**练习说明:**
(a) 判断下面关于 Spark 的文段是否支持以下各说法，逐条答"是"或"否"，并引出文段中起决定作用的原文：(i) users.json 中的数据必须写成一行；(ii) Maven 依赖里 spark-sql 的版本是 2.2.0；(iii) scala-maven-plugin 的版本是 3.4.6。
(b) 将清单中从含有"692L151 693L160 654L124"的那一行开始、一直到含有"positive clicks: (0, 686)"的那一行为止的各行写成编号列表，首尾两行都包括在内，空行不计。

**给定文段:**
▼
准备json数据

users.json

  1. [{"name":"张三" ,"age":18} ,{"name":"李四" ,"age":15}]

注意,必须得是一行,不能是换行的.

Maven依赖

  1. <dependencies>
  2. <dependency>
  3. <groupId>org.apache.spark</groupId>
  4. <artifactId>spark-sql_2.11</artifactId>
  5. <version>2.1.1</version>
  6. </dependency>
  7. </dependencies>
  8. <build>
  9. <plugins>
  10. <!-- 打包插件, 否则 scala 类不会编译并打包进去 -->
  11. <plugin>
  12. <groupId>net.alchim31.maven</groupId>
  13. <artifactId>scala-maven-plugin</artifactId>
  14. <version>3.4.6</version>
  15. <executions>
  16. <execution>
  17. <goals>
  18. <goal>compile</goal>
  19. <goal>testCompile</goal>
  20. </goals>
  21. </execution>
  22. </executions>
  23. </plugin>
  24. </plugins>
  25. </build>

代码

  1. import org.apache.spark.sql.SparkSession
  2. object CreateDataFrame {
  3. def main(args: Array[String]): Unit = {
  4. val sparkSession = SparkSession.builder()
▲
**记录信息:**
▼
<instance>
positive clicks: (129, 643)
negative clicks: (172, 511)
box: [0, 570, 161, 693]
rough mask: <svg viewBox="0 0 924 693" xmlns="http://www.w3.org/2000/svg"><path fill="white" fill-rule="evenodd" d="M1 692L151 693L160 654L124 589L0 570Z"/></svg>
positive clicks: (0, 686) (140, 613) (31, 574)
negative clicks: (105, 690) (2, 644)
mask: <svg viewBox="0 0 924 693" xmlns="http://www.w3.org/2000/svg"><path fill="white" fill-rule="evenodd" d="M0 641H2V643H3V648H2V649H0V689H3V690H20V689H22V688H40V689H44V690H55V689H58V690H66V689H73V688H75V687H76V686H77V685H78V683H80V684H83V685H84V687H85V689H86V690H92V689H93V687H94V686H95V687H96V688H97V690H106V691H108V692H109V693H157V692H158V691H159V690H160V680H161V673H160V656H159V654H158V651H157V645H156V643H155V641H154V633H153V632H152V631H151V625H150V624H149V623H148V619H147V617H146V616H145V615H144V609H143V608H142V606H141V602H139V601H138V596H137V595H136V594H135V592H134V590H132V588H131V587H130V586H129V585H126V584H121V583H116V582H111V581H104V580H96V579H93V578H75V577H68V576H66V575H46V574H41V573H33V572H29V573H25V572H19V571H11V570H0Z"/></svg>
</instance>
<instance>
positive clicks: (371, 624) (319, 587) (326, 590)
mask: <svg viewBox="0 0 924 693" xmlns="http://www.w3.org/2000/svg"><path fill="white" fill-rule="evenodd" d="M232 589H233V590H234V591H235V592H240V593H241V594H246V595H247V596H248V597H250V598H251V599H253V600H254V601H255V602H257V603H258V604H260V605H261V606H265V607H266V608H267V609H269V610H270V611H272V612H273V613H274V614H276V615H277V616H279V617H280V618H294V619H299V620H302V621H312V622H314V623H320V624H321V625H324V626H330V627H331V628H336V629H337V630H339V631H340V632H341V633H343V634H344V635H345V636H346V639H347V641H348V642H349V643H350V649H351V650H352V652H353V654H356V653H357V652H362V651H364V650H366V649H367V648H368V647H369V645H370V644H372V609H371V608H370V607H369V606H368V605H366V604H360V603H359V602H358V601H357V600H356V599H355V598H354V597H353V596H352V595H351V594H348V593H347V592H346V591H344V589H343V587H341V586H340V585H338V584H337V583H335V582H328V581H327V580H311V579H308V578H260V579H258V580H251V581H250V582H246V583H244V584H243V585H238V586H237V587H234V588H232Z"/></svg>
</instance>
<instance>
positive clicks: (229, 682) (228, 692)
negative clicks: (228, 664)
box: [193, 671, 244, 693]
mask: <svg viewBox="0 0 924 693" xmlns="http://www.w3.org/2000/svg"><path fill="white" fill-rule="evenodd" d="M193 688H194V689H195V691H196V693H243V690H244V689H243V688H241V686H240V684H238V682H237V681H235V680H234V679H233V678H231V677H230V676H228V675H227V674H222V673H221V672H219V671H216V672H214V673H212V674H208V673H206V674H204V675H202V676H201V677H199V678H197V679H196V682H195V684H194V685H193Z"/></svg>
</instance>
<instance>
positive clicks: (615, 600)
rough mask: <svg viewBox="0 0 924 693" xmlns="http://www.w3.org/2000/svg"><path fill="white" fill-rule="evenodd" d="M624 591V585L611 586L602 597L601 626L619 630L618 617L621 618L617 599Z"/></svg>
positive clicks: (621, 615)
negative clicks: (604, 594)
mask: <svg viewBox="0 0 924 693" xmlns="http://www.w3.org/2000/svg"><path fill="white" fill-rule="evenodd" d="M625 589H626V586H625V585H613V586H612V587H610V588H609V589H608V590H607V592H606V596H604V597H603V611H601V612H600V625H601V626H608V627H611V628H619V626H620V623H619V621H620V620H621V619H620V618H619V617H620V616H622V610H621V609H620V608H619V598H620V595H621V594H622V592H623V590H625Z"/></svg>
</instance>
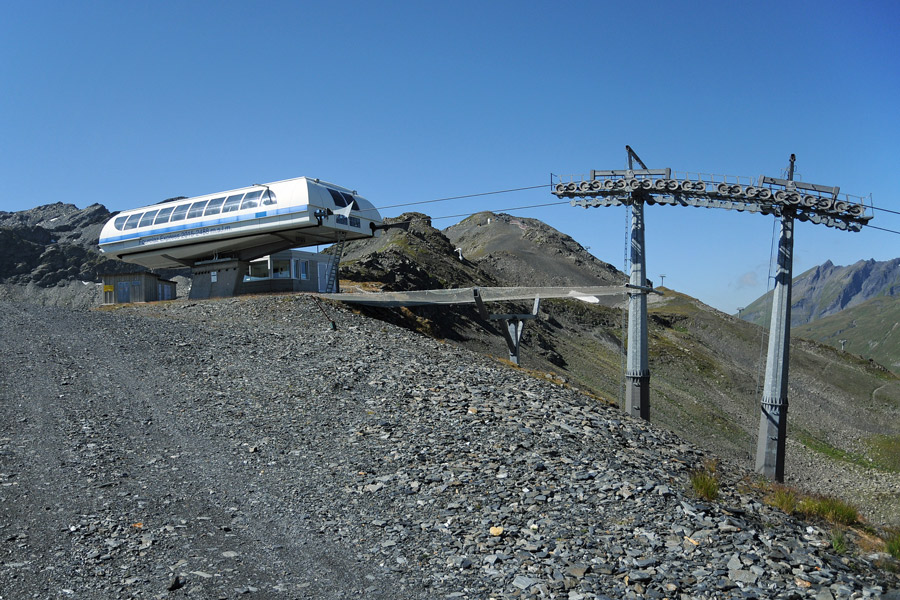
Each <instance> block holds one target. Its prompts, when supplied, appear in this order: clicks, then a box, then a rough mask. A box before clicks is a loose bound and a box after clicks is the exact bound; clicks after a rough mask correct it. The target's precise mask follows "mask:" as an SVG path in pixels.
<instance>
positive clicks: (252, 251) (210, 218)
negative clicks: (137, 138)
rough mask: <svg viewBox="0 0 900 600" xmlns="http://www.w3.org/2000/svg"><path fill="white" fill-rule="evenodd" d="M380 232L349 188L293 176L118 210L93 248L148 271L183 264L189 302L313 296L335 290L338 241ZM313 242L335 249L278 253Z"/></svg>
mask: <svg viewBox="0 0 900 600" xmlns="http://www.w3.org/2000/svg"><path fill="white" fill-rule="evenodd" d="M381 227H382V220H381V215H380V214H379V212H378V209H376V208H375V206H374V205H373V204H372V203H371V202H369V201H368V200H366V199H365V198H363V197H362V196H360V195H359V194H357V192H356V191H355V190H350V189H347V188H344V187H341V186H338V185H335V184H332V183H327V182H324V181H321V180H319V179H311V178H308V177H298V178H295V179H286V180H284V181H277V182H274V183H268V184H254V185H252V186H249V187H245V188H240V189H235V190H230V191H225V192H217V193H214V194H206V195H204V196H197V197H194V198H177V199H172V200H167V201H164V202H161V203H159V204H154V205H150V206H144V207H141V208H135V209H131V210H126V211H123V212H121V213H119V214H117V215H114V216H113V217H112V218H111V219H110V220H109V221H108V222H107V223H106V225H104V227H103V230H102V231H101V233H100V242H99V245H100V250H101V251H102V252H104V253H106V254H109V255H111V256H113V257H115V258H118V259H119V260H123V261H126V262H131V263H135V264H139V265H142V266H144V267H147V268H149V269H170V268H179V267H189V268H190V269H191V275H192V279H193V283H192V286H191V298H209V297H215V296H232V295H235V294H243V293H255V292H263V291H320V290H321V289H322V288H321V286H322V282H323V280H324V281H325V282H326V284H327V286H335V282H336V281H337V277H336V275H337V264H338V262H339V260H340V253H341V250H342V249H343V243H344V241H346V240H354V239H363V238H369V237H375V236H377V235H380V233H381ZM319 244H335V245H336V250H335V251H333V255H332V256H334V258H331V257H323V256H322V255H319V254H312V253H302V254H297V252H299V251H295V252H294V253H291V254H288V255H286V254H284V252H285V251H288V250H291V249H296V248H304V247H310V246H316V245H319ZM264 258H265V262H264V263H261V262H260V261H261V260H262V259H264ZM326 259H327V262H326ZM323 263H326V266H325V267H324V272H323ZM263 267H265V269H264V268H263ZM304 269H305V270H304ZM264 272H265V273H266V274H265V275H264ZM323 291H324V290H323ZM332 291H333V290H332Z"/></svg>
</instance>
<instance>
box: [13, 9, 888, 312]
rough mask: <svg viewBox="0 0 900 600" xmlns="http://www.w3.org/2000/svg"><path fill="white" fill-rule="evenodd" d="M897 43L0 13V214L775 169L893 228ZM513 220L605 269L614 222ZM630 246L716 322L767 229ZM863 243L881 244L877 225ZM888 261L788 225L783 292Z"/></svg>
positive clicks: (729, 301)
mask: <svg viewBox="0 0 900 600" xmlns="http://www.w3.org/2000/svg"><path fill="white" fill-rule="evenodd" d="M897 31H900V3H897V2H894V1H873V2H856V3H850V2H829V1H818V2H744V3H736V2H721V1H718V2H685V3H679V2H641V3H638V2H634V3H621V2H615V3H614V2H467V1H457V2H450V3H447V2H442V3H437V2H385V3H373V2H327V3H326V2H179V3H174V2H169V3H167V2H46V1H29V2H21V1H19V0H6V1H5V2H4V3H3V19H2V20H0V57H2V58H0V80H2V81H3V82H4V83H3V88H2V90H0V182H2V185H3V192H4V193H3V195H2V199H0V210H6V211H16V210H24V209H27V208H31V207H33V206H37V205H40V204H47V203H52V202H67V203H72V204H75V205H77V206H79V207H84V206H87V205H90V204H92V203H95V202H99V203H101V204H104V205H105V206H107V207H108V208H109V209H110V210H123V209H126V208H131V207H135V206H140V205H144V204H149V203H152V202H157V201H159V200H162V199H165V198H169V197H172V196H178V195H184V196H192V195H199V194H205V193H211V192H215V191H218V190H225V189H230V188H235V187H240V186H243V185H248V184H251V183H255V182H268V181H275V180H279V179H285V178H289V177H296V176H300V175H309V176H312V177H319V178H322V179H325V180H328V181H333V182H335V183H338V184H340V185H345V186H347V187H350V188H353V189H357V190H359V192H360V193H361V194H363V195H364V196H366V197H367V198H369V199H370V200H372V201H373V202H374V203H375V204H376V205H377V206H387V205H393V204H400V203H406V202H417V201H422V200H431V199H436V198H444V197H449V196H457V195H464V194H475V193H480V192H488V191H494V190H503V189H509V188H517V187H526V186H534V185H540V184H544V183H549V181H550V174H551V173H555V174H564V175H568V174H573V173H576V174H577V173H586V172H587V171H589V170H590V169H618V168H623V167H624V165H625V151H624V147H625V145H626V144H629V145H631V146H632V147H633V148H634V149H635V151H636V152H637V153H638V154H639V155H640V156H641V158H642V159H643V160H644V161H645V162H646V163H647V164H648V165H649V166H650V167H654V168H658V167H671V168H673V169H676V170H679V171H694V172H698V171H700V172H705V173H722V174H736V175H747V176H753V177H756V176H758V175H759V174H767V175H775V176H778V175H780V174H781V170H782V169H783V168H785V167H786V165H787V162H788V157H789V156H790V154H791V153H796V155H797V172H798V175H799V177H798V178H800V179H803V180H805V181H808V182H812V183H820V184H824V185H838V186H841V189H842V191H845V192H849V193H853V194H857V195H868V194H872V198H873V201H874V204H875V206H879V207H882V208H887V209H891V210H895V211H900V200H898V189H900V186H898V176H900V116H898V97H900V41H898V40H900V36H898V35H897V33H896V32H897ZM554 200H555V197H554V196H552V195H551V194H550V193H549V191H548V190H544V189H536V190H528V191H522V192H516V193H508V194H500V195H494V196H485V197H479V198H473V199H469V200H457V201H450V202H444V203H436V204H429V205H424V206H421V207H410V209H417V210H421V211H422V212H426V213H428V214H430V215H432V216H433V217H442V216H446V215H458V214H469V213H473V212H477V211H479V210H499V209H503V208H510V207H518V206H525V205H532V204H540V203H545V202H552V201H554ZM401 210H409V209H389V210H386V211H384V213H385V215H387V216H394V215H396V214H399V212H400V211H401ZM513 214H516V215H521V216H527V217H534V218H538V219H541V220H543V221H546V222H547V223H549V224H551V225H553V226H554V227H556V228H557V229H559V230H561V231H563V232H565V233H568V234H569V235H571V236H573V237H574V238H575V239H576V240H578V241H579V242H581V243H582V244H583V245H585V246H589V247H590V249H591V252H592V253H594V254H595V255H596V256H597V257H599V258H601V259H603V260H606V261H608V262H611V263H613V264H614V265H616V266H617V267H619V268H622V267H623V259H624V252H625V250H624V248H625V210H624V209H623V208H597V209H589V210H584V209H576V208H572V207H569V206H565V205H563V206H553V207H546V208H542V209H533V210H526V211H521V212H515V213H513ZM458 220H459V219H458V218H457V219H441V220H436V221H435V222H434V224H435V225H436V226H438V227H441V228H443V227H447V226H449V225H451V224H453V223H454V222H456V221H458ZM646 221H647V270H648V275H649V276H650V278H651V279H654V280H655V281H657V282H658V281H659V274H661V273H663V274H665V275H666V279H665V284H666V285H667V286H669V287H672V288H674V289H677V290H679V291H683V292H685V293H688V294H691V295H693V296H696V297H698V298H700V299H701V300H703V301H705V302H707V303H709V304H712V305H713V306H715V307H717V308H719V309H722V310H725V311H727V312H734V311H735V309H736V308H737V307H738V306H743V305H745V304H747V303H749V302H750V301H752V300H753V299H754V298H756V297H757V296H759V295H760V294H762V293H764V292H765V291H766V287H767V279H768V269H769V257H770V250H771V245H772V238H773V218H772V217H764V216H761V215H748V214H738V213H734V212H732V211H724V210H708V209H695V208H676V207H660V206H653V207H648V209H647V214H646ZM872 224H873V225H879V226H881V227H885V228H889V229H893V230H898V231H900V215H893V214H890V213H885V212H878V211H876V213H875V220H874V221H872ZM898 256H900V235H896V234H892V233H887V232H883V231H878V230H874V229H866V230H864V231H862V232H860V233H849V232H841V231H835V230H832V229H827V228H825V227H823V226H816V225H812V224H810V223H798V225H797V232H796V244H795V262H794V271H795V274H799V273H801V272H802V271H804V270H806V269H808V268H811V267H813V266H815V265H817V264H821V263H822V262H824V261H825V260H829V259H830V260H832V261H833V262H834V263H836V264H850V263H853V262H856V261H857V260H861V259H869V258H874V259H876V260H887V259H891V258H896V257H898Z"/></svg>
▲
**参考答案:**
(a)
(i) 是："注意,必须得是一行,不能是换行的."
(ii) 否："<version>2.1.1</version>"
(iii) 是："<version>3.4.6</version>"

(b)
1. rough mask: <svg viewBox="0 0 924 693" xmlns="http://www.w3.org/2000/svg"><path fill="white" fill-rule="evenodd" d="M1 692L151 693L160 654L124 589L0 570Z"/></svg>
2. positive clicks: (0, 686) (140, 613) (31, 574)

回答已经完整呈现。